(Beginning of Source material)

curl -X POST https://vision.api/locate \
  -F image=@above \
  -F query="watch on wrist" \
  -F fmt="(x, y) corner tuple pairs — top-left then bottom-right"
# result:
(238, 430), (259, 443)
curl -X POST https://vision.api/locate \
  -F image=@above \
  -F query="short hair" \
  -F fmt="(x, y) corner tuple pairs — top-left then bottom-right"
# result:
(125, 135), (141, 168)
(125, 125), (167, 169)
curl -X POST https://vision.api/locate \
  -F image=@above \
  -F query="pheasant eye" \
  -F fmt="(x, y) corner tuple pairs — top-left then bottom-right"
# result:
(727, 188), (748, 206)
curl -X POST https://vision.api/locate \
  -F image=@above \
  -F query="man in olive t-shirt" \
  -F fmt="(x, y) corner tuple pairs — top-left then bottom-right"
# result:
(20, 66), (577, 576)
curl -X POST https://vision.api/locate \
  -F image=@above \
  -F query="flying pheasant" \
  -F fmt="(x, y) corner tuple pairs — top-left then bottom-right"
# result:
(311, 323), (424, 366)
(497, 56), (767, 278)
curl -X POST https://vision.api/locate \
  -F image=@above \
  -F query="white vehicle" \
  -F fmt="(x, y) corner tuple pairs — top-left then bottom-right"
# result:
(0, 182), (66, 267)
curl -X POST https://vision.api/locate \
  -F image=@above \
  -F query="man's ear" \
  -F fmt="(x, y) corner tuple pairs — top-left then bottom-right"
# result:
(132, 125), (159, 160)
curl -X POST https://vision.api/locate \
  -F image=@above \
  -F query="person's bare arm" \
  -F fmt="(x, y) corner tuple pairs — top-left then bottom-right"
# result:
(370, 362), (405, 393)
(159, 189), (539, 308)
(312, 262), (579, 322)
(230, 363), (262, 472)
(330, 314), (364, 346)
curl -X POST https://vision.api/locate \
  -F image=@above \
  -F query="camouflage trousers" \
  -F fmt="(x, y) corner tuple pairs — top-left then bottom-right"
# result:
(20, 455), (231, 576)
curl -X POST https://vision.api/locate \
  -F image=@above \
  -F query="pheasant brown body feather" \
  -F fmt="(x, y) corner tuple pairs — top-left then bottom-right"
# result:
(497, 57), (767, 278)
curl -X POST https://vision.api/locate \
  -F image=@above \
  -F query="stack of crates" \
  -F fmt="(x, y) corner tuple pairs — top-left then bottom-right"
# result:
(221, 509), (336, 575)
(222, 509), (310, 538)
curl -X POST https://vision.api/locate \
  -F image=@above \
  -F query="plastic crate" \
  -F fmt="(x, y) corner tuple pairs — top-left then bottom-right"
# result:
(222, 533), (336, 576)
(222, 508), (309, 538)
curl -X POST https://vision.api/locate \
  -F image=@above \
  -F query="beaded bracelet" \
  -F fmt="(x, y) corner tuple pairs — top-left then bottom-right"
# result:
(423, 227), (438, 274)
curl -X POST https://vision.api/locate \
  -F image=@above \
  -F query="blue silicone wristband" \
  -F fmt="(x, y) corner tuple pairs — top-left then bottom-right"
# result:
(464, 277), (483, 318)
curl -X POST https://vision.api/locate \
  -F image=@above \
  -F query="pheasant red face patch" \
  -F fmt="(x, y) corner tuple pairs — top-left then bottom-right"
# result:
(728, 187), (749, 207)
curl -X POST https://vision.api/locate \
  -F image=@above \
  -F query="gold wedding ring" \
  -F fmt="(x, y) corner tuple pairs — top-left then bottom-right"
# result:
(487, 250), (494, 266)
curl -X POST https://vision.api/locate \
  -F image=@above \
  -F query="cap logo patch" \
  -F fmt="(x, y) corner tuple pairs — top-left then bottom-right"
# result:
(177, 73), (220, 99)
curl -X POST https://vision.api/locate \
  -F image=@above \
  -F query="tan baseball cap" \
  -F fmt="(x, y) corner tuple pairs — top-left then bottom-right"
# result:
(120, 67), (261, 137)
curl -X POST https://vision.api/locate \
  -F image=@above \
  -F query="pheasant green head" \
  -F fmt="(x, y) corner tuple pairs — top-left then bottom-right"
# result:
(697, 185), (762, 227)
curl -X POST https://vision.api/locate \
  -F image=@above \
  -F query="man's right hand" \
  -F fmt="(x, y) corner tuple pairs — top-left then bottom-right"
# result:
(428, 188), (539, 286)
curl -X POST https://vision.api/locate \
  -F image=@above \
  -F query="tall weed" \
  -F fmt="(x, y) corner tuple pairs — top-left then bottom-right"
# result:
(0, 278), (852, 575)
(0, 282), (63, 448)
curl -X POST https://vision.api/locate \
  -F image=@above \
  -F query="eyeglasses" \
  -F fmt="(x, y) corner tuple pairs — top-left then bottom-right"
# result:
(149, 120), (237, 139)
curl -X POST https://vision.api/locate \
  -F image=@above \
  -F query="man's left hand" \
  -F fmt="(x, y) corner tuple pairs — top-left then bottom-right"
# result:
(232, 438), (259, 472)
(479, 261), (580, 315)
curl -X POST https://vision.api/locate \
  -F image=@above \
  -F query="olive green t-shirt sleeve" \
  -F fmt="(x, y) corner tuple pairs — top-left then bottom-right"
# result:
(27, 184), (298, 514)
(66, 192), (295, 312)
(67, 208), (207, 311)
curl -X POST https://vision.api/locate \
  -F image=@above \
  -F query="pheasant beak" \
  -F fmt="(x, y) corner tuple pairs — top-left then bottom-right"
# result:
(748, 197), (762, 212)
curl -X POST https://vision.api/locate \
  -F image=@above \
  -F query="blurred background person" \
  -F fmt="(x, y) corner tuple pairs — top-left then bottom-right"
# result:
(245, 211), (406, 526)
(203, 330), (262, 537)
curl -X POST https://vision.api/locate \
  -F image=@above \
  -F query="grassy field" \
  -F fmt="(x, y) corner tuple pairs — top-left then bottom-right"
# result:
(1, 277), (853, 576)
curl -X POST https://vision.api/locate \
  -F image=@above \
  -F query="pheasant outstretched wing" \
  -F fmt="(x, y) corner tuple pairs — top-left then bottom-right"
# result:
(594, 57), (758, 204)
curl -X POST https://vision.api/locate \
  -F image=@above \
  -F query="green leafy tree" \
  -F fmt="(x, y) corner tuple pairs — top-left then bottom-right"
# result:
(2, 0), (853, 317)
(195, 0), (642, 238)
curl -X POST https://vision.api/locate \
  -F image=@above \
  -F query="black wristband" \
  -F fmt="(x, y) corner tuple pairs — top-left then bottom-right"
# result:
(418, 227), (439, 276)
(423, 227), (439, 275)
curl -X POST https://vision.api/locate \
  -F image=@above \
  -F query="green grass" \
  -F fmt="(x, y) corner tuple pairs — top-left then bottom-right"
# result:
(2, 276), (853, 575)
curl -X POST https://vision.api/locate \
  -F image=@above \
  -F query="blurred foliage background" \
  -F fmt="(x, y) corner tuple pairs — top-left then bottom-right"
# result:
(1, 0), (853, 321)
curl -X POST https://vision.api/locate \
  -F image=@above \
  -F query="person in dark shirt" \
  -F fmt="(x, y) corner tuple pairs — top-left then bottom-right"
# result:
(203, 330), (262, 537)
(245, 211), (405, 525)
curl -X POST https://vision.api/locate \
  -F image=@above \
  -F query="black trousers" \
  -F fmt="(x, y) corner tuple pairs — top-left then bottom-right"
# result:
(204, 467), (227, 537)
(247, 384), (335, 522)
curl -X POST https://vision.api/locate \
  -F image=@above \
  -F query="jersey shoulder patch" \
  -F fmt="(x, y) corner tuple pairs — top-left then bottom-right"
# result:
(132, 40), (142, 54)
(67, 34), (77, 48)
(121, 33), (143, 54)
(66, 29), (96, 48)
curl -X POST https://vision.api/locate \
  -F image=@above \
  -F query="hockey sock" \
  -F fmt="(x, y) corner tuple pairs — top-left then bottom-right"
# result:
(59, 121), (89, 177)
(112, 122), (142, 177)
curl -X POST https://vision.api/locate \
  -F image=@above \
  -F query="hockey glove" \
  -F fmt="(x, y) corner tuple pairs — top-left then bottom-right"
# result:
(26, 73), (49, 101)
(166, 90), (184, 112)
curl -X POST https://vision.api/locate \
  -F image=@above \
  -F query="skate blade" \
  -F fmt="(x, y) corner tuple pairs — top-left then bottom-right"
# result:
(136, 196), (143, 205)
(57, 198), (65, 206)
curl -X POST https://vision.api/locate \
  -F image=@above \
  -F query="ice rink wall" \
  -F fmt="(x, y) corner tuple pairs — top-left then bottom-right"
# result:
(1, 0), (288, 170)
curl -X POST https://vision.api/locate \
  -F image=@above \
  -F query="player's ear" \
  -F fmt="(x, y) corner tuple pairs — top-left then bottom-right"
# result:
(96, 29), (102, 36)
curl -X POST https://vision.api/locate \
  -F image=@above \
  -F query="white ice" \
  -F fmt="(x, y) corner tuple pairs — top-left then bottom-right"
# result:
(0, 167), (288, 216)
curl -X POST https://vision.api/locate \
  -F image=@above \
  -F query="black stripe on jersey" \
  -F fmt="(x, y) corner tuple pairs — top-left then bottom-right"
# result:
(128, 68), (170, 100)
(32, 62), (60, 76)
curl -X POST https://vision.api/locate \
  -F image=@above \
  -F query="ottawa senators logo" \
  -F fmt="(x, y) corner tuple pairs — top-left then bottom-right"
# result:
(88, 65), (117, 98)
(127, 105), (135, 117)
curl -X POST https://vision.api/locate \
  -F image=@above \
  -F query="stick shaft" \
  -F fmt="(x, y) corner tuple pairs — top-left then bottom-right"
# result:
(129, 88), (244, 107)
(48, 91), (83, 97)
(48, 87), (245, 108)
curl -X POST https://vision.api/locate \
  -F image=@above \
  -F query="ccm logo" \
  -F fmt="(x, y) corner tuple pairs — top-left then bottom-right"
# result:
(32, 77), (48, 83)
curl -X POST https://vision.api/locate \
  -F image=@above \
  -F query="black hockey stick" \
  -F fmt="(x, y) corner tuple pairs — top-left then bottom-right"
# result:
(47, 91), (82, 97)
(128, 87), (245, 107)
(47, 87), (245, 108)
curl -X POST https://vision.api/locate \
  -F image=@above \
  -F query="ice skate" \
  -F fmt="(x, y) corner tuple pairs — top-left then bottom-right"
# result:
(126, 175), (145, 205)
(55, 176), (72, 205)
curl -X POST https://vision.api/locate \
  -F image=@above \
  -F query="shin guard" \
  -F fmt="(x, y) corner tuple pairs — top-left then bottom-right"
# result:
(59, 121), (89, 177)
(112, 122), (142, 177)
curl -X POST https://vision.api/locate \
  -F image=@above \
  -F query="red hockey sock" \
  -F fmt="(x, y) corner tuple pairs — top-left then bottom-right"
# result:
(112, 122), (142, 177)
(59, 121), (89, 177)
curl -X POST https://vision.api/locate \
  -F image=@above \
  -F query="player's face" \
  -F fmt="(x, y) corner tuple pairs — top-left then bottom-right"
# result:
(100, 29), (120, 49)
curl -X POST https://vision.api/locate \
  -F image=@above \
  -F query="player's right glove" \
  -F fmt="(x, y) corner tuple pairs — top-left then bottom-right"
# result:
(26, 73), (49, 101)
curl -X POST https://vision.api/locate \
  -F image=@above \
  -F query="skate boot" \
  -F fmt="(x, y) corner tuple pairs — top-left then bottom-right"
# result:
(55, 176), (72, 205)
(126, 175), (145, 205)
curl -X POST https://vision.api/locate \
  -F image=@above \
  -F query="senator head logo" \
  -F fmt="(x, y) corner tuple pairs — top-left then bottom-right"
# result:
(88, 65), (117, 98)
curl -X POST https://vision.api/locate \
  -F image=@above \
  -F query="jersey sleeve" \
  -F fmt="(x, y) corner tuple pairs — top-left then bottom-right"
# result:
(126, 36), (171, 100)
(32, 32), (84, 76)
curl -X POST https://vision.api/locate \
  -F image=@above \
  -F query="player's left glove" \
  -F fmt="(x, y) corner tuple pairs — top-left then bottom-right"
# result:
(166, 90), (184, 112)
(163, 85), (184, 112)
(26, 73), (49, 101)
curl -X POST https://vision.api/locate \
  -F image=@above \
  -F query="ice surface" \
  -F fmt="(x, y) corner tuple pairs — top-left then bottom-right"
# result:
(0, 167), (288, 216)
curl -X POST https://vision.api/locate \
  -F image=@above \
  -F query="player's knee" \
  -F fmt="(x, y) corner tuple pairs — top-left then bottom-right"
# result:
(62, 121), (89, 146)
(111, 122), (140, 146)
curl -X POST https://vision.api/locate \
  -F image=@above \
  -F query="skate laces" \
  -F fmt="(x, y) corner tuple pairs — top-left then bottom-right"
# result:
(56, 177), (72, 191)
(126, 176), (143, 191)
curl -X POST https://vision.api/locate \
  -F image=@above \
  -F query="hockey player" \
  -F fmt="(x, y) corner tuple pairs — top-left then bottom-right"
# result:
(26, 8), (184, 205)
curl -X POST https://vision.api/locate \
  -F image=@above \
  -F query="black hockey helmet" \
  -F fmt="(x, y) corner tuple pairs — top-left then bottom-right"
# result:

(End of Source material)

**Assigned task:**
Could you state how many lines above include the word "white"? Reply with that number alone.

**Response for this exercise:**
2